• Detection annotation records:
== == ==

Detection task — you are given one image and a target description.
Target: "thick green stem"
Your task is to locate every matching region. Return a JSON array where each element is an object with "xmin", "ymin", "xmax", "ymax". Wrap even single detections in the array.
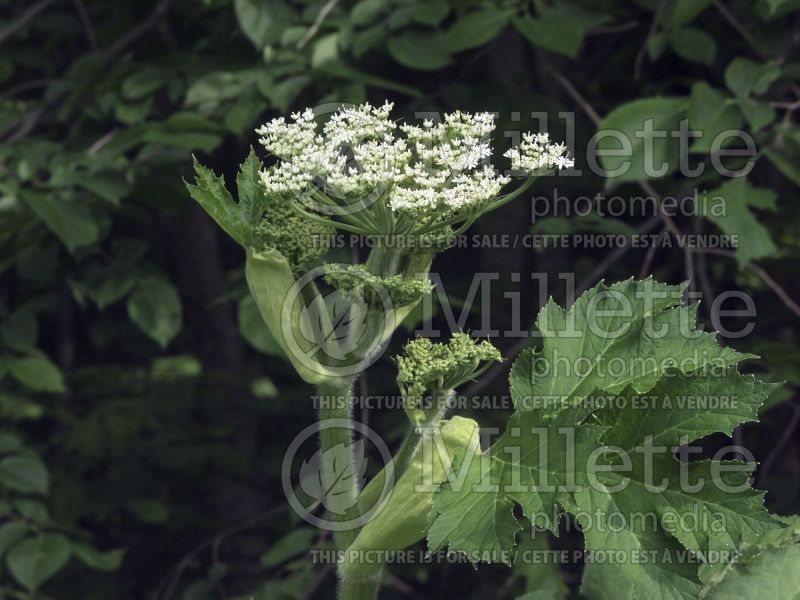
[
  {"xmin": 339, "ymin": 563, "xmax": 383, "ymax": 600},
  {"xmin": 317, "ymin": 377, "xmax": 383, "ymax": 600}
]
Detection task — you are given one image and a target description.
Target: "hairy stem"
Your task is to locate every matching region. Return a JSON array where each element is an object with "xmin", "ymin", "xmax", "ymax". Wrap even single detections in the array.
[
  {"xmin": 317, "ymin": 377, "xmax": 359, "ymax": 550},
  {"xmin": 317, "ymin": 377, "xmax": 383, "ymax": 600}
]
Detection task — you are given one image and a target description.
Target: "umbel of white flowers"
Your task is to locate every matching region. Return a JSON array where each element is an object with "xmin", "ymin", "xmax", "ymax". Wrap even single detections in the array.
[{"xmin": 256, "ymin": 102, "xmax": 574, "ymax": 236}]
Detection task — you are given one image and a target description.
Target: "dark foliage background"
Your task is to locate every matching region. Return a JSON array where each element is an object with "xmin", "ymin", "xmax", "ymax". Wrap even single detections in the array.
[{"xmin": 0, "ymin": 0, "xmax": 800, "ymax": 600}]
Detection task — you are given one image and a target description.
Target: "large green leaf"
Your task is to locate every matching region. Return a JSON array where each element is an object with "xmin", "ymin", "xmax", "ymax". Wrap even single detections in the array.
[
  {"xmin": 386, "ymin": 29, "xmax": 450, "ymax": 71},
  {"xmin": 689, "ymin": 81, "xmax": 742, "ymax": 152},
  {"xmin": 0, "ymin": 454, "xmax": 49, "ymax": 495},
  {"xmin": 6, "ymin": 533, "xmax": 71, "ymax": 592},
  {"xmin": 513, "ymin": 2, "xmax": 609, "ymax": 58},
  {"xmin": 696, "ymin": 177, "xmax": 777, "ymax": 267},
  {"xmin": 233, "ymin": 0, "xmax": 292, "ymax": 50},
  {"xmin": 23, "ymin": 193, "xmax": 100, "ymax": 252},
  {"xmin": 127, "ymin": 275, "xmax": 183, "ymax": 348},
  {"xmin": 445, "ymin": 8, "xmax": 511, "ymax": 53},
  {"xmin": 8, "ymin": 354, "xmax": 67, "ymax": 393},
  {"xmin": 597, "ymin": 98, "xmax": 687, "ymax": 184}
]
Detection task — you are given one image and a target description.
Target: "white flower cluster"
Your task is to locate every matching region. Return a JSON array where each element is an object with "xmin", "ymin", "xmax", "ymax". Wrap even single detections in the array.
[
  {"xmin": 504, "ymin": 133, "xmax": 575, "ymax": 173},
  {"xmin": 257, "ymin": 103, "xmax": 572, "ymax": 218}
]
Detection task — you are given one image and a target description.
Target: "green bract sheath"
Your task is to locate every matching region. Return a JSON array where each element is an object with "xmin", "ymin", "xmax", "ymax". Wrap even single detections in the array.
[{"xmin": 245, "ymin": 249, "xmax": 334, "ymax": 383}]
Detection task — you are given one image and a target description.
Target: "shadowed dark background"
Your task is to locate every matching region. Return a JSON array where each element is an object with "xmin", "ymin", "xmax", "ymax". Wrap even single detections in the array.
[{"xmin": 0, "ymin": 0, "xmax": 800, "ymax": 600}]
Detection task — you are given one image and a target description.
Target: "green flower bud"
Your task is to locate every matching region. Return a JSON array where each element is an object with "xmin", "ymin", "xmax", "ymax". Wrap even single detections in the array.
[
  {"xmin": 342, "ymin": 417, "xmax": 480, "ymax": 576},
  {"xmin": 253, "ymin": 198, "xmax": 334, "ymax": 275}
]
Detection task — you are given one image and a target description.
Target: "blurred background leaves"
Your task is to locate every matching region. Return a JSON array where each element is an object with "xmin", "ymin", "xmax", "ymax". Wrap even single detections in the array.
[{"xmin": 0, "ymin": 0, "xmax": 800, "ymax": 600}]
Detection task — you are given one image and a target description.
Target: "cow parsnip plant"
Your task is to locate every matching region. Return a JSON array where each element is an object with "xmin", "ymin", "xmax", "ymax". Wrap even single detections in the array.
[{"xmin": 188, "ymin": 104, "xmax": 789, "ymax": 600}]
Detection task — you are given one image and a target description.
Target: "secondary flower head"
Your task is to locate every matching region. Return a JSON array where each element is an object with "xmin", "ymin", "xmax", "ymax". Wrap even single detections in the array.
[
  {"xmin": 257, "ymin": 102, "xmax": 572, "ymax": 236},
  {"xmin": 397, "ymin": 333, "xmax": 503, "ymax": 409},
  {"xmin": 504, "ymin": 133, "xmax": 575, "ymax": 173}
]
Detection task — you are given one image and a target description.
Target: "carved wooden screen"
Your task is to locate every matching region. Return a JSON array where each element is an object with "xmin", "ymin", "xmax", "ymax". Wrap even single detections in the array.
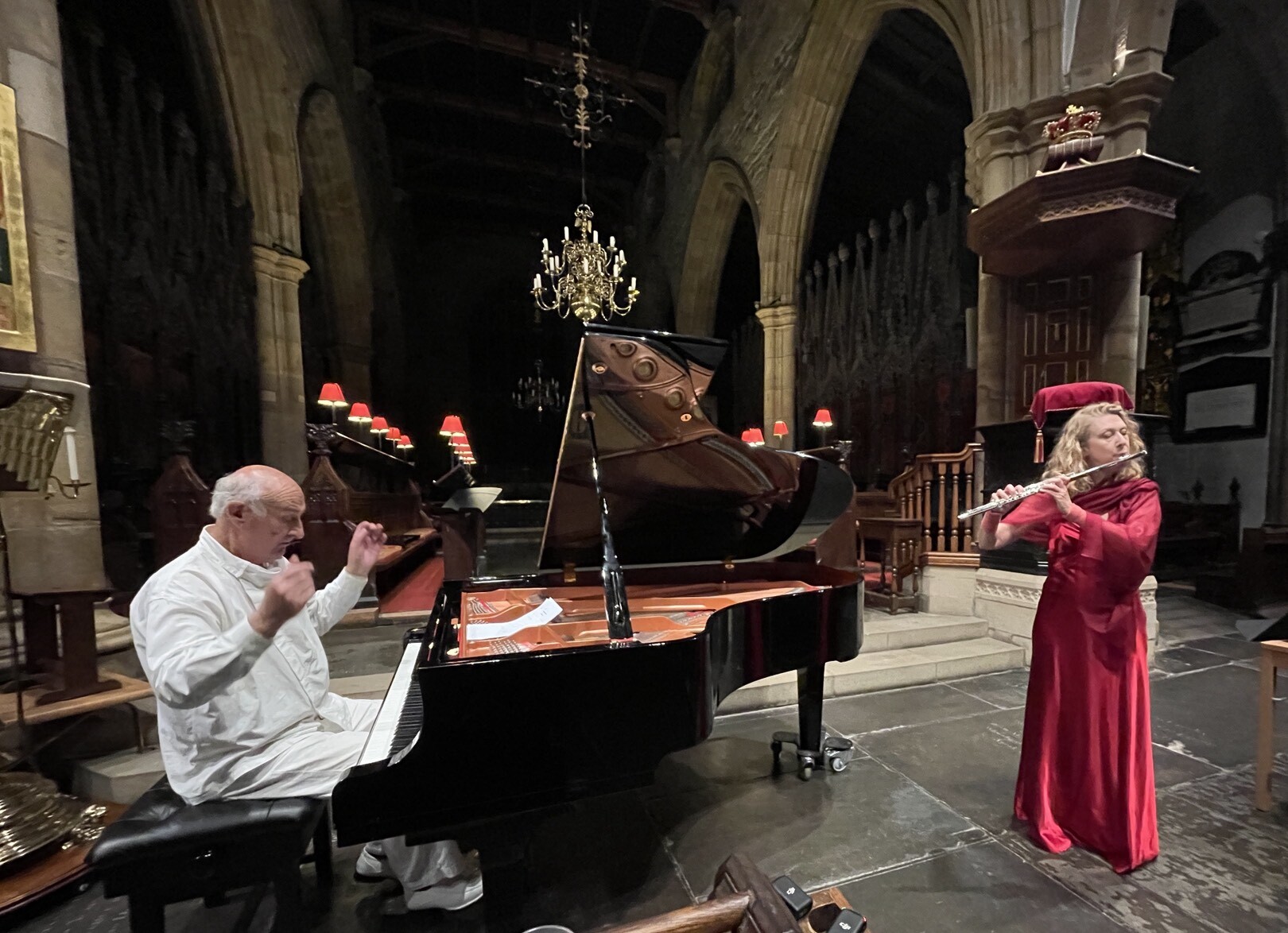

== == ==

• EXERCISE OBJECTIVE: Transcribe the records above exactly, leaving out every picture.

• OUTPUT FOR THIS TASK:
Detection task — you are given one image and a target description.
Target: "thick green stem"
Your task is to locate every matching region. Return a JSON array where each element is an object with "xmin", "ymin", "xmax", "ymax". Wrap even single detections in the array.
[
  {"xmin": 339, "ymin": 563, "xmax": 383, "ymax": 600},
  {"xmin": 317, "ymin": 377, "xmax": 383, "ymax": 600}
]
Detection task — you are given one image and a target description.
Target: "hairy stem"
Your task is to locate every matching region. Return a JSON array where each element is an object with "xmin", "ymin", "xmax", "ymax". Wrap even single detections in the array.
[
  {"xmin": 317, "ymin": 377, "xmax": 359, "ymax": 550},
  {"xmin": 317, "ymin": 377, "xmax": 383, "ymax": 600}
]
Detection task — you are given one image and a target description.
Target: "umbel of white flowers"
Your task is to locate every matching region. Return a JSON array where each element is an object with "xmin", "ymin", "xmax", "ymax". Wrap even single detections in the array.
[{"xmin": 256, "ymin": 102, "xmax": 574, "ymax": 236}]
Detection task — you are given one image and a target description.
Target: "dark foliage background"
Your task is to locate every matching region. Return a JSON array where each element is an object with "xmin", "ymin", "xmax", "ymax". Wrap even single detections in the array.
[{"xmin": 0, "ymin": 0, "xmax": 800, "ymax": 600}]
Detection task — you are given one image and a target description.
Target: "large green leaf"
Your task is to locate every matching region. Return a JSON array where each element is an object with "xmin", "ymin", "xmax", "ymax". Wrap even single detections in the array.
[
  {"xmin": 386, "ymin": 29, "xmax": 450, "ymax": 71},
  {"xmin": 689, "ymin": 81, "xmax": 742, "ymax": 152},
  {"xmin": 0, "ymin": 454, "xmax": 49, "ymax": 495},
  {"xmin": 6, "ymin": 533, "xmax": 71, "ymax": 592},
  {"xmin": 513, "ymin": 2, "xmax": 609, "ymax": 58},
  {"xmin": 696, "ymin": 177, "xmax": 777, "ymax": 267},
  {"xmin": 233, "ymin": 0, "xmax": 292, "ymax": 50},
  {"xmin": 23, "ymin": 193, "xmax": 100, "ymax": 252},
  {"xmin": 127, "ymin": 275, "xmax": 183, "ymax": 348},
  {"xmin": 445, "ymin": 8, "xmax": 511, "ymax": 53},
  {"xmin": 8, "ymin": 354, "xmax": 67, "ymax": 393},
  {"xmin": 597, "ymin": 98, "xmax": 687, "ymax": 184}
]
Detection task — you are given one image and a target description.
Target: "white flower cluster"
Your task is to locate every matching region. Return a JSON array where each element is an object with "xmin", "ymin", "xmax", "ymax". Wrap even single detections in the array.
[
  {"xmin": 504, "ymin": 133, "xmax": 575, "ymax": 173},
  {"xmin": 257, "ymin": 103, "xmax": 572, "ymax": 218}
]
Detection task — you are given one image and a target description.
Target: "green bract sheath"
Your task is to locate every matching region. Return a JSON array where each element is an object with "xmin", "ymin", "xmax", "ymax". Wrap even single detections in the array.
[{"xmin": 245, "ymin": 249, "xmax": 334, "ymax": 383}]
Detection task — you are given one image and a target description.
Target: "shadowed dark background"
Your task is to locate every matching region. Return a JSON array where each element is an object with "xmin", "ymin", "xmax", "ymax". Wrap even single detections in the array.
[{"xmin": 0, "ymin": 0, "xmax": 800, "ymax": 600}]
Detection task — you are given one image and a target description.
Target: "green flower bud"
Your task is to locate every matching region. Return a JSON array where each element is an object with "xmin", "ymin", "xmax", "ymax". Wrap even single detections in the array.
[
  {"xmin": 342, "ymin": 417, "xmax": 480, "ymax": 576},
  {"xmin": 253, "ymin": 198, "xmax": 334, "ymax": 275}
]
Detection task — you are given one image and a target description.
Target: "blurred background leaves"
Your task is to locate every matching region. Return a JSON array where each element is an object with "xmin", "ymin", "xmax", "ymax". Wrap even single detections in the array.
[{"xmin": 0, "ymin": 0, "xmax": 800, "ymax": 600}]
Detection task — you are given one image and a target description.
Target: "cow parsnip plant"
Your task is to locate every matching region. Return a JSON array where each element is an object with "xmin", "ymin", "xmax", "ymax". Wrap even single detections in the array.
[{"xmin": 188, "ymin": 104, "xmax": 789, "ymax": 600}]
Detection task — you are given one image and a target description.
Target: "secondary flower head"
Your task is to locate every matching region. Return a JSON array where each element is an object with "xmin", "ymin", "xmax", "ymax". Wrap even single detections in the array.
[
  {"xmin": 257, "ymin": 102, "xmax": 572, "ymax": 236},
  {"xmin": 397, "ymin": 333, "xmax": 503, "ymax": 409},
  {"xmin": 504, "ymin": 133, "xmax": 575, "ymax": 173}
]
Detection task — you are given one image and a target description.
Target: "carved wooden screen"
Your task is to locate every matching region. Return a JSON array where each element is an object with "xmin", "ymin", "xmax", "ymax". Wrap even single detections in the array.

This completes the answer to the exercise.